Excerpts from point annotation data
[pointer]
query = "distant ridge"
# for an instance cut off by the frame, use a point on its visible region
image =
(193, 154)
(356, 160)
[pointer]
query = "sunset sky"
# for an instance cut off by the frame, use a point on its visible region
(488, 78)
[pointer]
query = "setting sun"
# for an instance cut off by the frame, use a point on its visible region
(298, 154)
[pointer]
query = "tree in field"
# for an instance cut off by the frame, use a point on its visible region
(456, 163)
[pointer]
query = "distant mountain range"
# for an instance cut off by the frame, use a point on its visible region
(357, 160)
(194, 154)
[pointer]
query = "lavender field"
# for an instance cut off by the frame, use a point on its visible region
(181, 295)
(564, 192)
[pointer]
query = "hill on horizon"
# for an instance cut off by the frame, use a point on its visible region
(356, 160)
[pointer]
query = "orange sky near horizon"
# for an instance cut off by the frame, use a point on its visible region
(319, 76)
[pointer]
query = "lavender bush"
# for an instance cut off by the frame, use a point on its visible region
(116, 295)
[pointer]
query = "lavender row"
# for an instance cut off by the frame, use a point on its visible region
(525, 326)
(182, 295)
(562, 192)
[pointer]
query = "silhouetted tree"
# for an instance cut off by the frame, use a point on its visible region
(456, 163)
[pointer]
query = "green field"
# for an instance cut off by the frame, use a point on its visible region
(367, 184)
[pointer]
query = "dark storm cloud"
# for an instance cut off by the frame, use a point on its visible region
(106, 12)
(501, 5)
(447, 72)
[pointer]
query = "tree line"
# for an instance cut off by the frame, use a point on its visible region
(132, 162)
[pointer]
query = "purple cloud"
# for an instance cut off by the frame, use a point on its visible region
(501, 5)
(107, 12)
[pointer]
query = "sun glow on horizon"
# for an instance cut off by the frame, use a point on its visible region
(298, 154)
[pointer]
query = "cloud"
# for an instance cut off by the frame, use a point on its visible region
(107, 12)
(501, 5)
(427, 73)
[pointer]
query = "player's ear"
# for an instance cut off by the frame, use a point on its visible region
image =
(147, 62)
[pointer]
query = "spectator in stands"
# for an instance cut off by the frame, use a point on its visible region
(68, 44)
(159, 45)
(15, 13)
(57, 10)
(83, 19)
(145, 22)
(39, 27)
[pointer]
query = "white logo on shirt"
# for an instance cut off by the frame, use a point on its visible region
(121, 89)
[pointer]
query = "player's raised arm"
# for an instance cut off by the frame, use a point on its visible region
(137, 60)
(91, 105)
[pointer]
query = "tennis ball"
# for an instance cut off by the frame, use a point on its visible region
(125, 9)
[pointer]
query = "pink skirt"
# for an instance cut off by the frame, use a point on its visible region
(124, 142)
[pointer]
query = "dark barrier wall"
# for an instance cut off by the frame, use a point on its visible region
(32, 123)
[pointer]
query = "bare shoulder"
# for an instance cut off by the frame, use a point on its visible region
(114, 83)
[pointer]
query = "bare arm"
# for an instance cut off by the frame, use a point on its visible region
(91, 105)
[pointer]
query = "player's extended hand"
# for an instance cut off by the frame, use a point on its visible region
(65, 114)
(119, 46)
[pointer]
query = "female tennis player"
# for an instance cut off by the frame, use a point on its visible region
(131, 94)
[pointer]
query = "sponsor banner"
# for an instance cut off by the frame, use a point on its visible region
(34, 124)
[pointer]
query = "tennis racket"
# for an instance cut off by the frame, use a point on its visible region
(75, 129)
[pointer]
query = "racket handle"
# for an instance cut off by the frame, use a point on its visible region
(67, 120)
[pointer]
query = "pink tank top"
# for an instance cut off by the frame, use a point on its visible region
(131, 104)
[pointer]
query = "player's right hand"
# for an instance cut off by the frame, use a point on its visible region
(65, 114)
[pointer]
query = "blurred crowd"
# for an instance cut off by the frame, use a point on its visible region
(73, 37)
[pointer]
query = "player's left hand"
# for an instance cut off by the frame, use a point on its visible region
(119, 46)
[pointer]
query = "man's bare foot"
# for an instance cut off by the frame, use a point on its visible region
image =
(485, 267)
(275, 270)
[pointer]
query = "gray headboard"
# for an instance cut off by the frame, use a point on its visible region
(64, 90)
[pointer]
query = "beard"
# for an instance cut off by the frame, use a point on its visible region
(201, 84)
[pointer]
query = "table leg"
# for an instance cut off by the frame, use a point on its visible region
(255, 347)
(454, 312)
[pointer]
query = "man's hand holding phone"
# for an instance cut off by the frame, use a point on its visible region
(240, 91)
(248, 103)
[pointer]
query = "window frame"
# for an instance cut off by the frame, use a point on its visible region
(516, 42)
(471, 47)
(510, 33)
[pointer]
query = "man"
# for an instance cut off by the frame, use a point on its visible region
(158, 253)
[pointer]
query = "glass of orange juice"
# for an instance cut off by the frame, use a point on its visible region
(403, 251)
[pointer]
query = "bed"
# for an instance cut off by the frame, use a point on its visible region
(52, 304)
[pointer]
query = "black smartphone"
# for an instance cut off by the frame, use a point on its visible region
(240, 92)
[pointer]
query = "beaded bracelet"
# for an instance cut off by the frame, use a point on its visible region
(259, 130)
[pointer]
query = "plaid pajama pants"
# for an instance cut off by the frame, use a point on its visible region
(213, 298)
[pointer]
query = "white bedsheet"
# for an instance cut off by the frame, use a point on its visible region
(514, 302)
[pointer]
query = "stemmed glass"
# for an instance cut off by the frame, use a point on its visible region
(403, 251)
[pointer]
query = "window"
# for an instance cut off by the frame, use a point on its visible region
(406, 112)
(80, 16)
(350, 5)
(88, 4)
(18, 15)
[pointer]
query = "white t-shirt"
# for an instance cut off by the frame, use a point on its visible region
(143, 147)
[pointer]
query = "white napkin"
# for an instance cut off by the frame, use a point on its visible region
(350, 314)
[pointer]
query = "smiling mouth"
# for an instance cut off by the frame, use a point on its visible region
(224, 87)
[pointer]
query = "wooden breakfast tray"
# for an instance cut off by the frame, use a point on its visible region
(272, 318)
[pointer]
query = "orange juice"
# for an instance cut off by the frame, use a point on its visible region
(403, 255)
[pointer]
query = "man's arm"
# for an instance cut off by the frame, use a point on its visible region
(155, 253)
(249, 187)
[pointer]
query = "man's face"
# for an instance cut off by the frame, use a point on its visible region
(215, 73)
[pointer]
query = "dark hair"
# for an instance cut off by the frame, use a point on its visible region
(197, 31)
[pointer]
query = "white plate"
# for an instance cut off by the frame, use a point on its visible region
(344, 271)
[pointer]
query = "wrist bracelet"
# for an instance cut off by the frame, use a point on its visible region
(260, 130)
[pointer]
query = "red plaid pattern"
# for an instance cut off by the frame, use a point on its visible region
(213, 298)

What you have to do :: Please set down each line of the records exactly as given.

Solution for this exercise ::
[pointer]
query = "distant ridge"
# for an instance cut off by the frame, use a point on its visible region
image =
(193, 154)
(356, 160)
[pointer]
query = "sunset sky"
# for an instance cut off by the frame, use a point on its visible region
(488, 78)
[pointer]
query = "setting sun"
# for an instance cut off by the frame, use a point on its visible region
(298, 154)
[pointer]
query = "tree in field"
# for an instance cut off by the frame, use a point on its visible region
(456, 163)
[pointer]
query = "distant mountain range"
# for an instance cut off by the frame, use a point on its visible region
(357, 160)
(194, 154)
[pointer]
query = "lavender field"
# for an instance cut off by the frame, use a point on its visible region
(181, 295)
(564, 192)
[pointer]
query = "hill on horizon"
# for an instance cut off by the frame, use a point on its visible region
(356, 160)
[pointer]
query = "orange sky near horizon"
# for an instance cut off by the frame, use a point on its visible region
(319, 76)
[pointer]
query = "lavender bush"
# for an instance cut off by the frame, use a point on its visible region
(116, 295)
[pointer]
query = "lavender row"
# for an instance cut off by the frame, use a point on its visible region
(525, 326)
(182, 295)
(562, 192)
[pointer]
query = "silhouetted tree"
# for an instance cut off by the frame, use a point on its visible region
(456, 163)
[pointer]
query = "green field"
# for an instance cut off by the frame, use a point on its visible region
(367, 184)
[pointer]
query = "dark storm cloud"
# for an instance cut off by the frame, use a point on its visible region
(106, 12)
(501, 5)
(447, 72)
[pointer]
query = "tree line"
# for an instance cut off by the frame, use a point on its visible region
(132, 162)
[pointer]
query = "purple cloud"
# for an instance cut off by the frame, use a point on its visible region
(501, 5)
(107, 12)
[pointer]
query = "sun glow on horizon"
# for an instance cut off by the frame, use a point on its visible region
(298, 154)
[pointer]
query = "cloud"
# for an instance cut off by the frame, use a point on its visible region
(107, 12)
(501, 5)
(427, 73)
[pointer]
query = "player's ear"
# for an instance cut off by the frame, use a point on its visible region
image =
(147, 62)
[pointer]
query = "spectator in stands"
# for an instance cut off by the frame, use a point on its visible region
(68, 44)
(159, 45)
(15, 13)
(57, 10)
(83, 19)
(145, 22)
(39, 27)
[pointer]
query = "white logo on shirt"
# for an instance cut off by the frame, use a point on its visible region
(121, 89)
[pointer]
query = "player's raised arm"
# for an instance cut off by the frame, use a point on its visible region
(137, 60)
(91, 105)
[pointer]
query = "tennis ball"
# for an instance cut off by the frame, use a point on its visible region
(125, 9)
[pointer]
query = "pink skirt"
# for an instance cut off by the frame, use a point on its visible region
(124, 142)
[pointer]
query = "dark barrier wall"
# for an instance cut off by the frame, use a point on its visible region
(32, 123)
[pointer]
query = "bare shoulder"
# for an instance cut off by the frame, use a point on its visible region
(114, 83)
[pointer]
query = "bare arm"
# for an instance cut off by the frame, use a point on its visible region
(91, 105)
[pointer]
query = "player's extended hand"
# for an instance cut off by the frame, use a point on its visible region
(65, 114)
(119, 46)
[pointer]
query = "female tennis player"
# for an instance cut off by the frame, use a point on its visible region
(131, 94)
[pointer]
query = "sponsor banner"
# for an instance cut off by the frame, use a point on its visible region
(34, 124)
[pointer]
query = "tennis racket"
# for an instance cut off by the frame, use a point on its visible region
(75, 129)
[pointer]
query = "racket handle"
# for an instance cut off by the frame, use a point on its visible region
(67, 120)
[pointer]
query = "pink tank top"
# for an instance cut off by the frame, use a point on its visible region
(131, 104)
[pointer]
query = "player's right hand"
# for an instance cut off by the frame, use a point on its visible region
(65, 114)
[pointer]
query = "blurred crowd"
# for an instance cut off by the frame, use a point on its visible region
(73, 37)
[pointer]
query = "player's left hand"
# for an instance cut off by the frame, use a point on its visible region
(119, 46)
[pointer]
query = "man's bare foot"
# for an instance cut off by the frame, use a point on its visible region
image =
(485, 267)
(275, 270)
[pointer]
query = "gray headboard"
# for an instance cut off by the frame, use a point on its visible region
(64, 90)
[pointer]
query = "beard"
# for an instance cut off by the frame, use a point on its visible region
(201, 84)
[pointer]
query = "table leg"
# for an instance cut off by the frame, use a point on its visible region
(255, 347)
(454, 312)
[pointer]
query = "man's hand holding phone"
# for an instance cut off by the frame, use a point on its visible region
(240, 91)
(248, 103)
[pointer]
query = "window frame"
# for an instance cut off by the frame, use a point on its visible region
(516, 42)
(471, 47)
(510, 33)
[pointer]
query = "man"
# for an instance cut off by the frame, use a point on its visible region
(158, 253)
[pointer]
query = "glass of orange juice"
# for an instance cut off by the frame, use a point on its visible region
(403, 251)
[pointer]
query = "bed"
# for an instance cut off by the frame, use a point on its visible region
(52, 304)
[pointer]
query = "black smartphone"
# for an instance cut off by the frame, use a point on its visible region
(240, 92)
[pointer]
query = "beaded bracelet"
# for an instance cut off by the frame, use a point on its visible region
(259, 130)
[pointer]
query = "plaid pajama pants"
# for an instance cut off by the frame, use a point on its visible region
(213, 298)
[pointer]
query = "white bedsheet"
# for an instance cut off by the frame, use a point on its visible region
(514, 302)
[pointer]
query = "stemmed glass"
# for an instance cut off by the frame, use a point on its visible region
(403, 251)
[pointer]
query = "window"
# for an instance cut off by the frame, use a point on its visible region
(406, 112)
(80, 16)
(350, 5)
(88, 4)
(18, 15)
[pointer]
query = "white t-shirt"
# for an instance cut off by the frame, use a point on its visible region
(143, 147)
[pointer]
query = "white napkin"
# for an instance cut off by the frame, use a point on its visible region
(350, 314)
[pointer]
query = "smiling mouth"
# for an instance cut off by the frame, use a point on its visible region
(224, 87)
[pointer]
query = "wooden breakfast tray"
# for an instance cut off by the frame, use a point on its visible region
(272, 318)
[pointer]
query = "orange juice"
# for an instance cut off by the frame, use a point on its visible region
(403, 255)
[pointer]
query = "man's arm"
# for an instance cut off by the frame, use a point on its visible region
(155, 253)
(249, 187)
[pointer]
query = "man's face"
# for an instance cut off by the frame, use a point on its visible region
(215, 73)
[pointer]
query = "dark hair"
# for an instance cut off by the frame, use a point on its visible region
(197, 31)
[pointer]
query = "white plate"
# for an instance cut off by the frame, use a point on its visible region
(344, 271)
[pointer]
query = "wrist bracelet"
# for an instance cut off by the frame, use a point on its visible region
(260, 130)
[pointer]
query = "red plaid pattern"
# for an instance cut off by the frame, use a point on its visible region
(213, 298)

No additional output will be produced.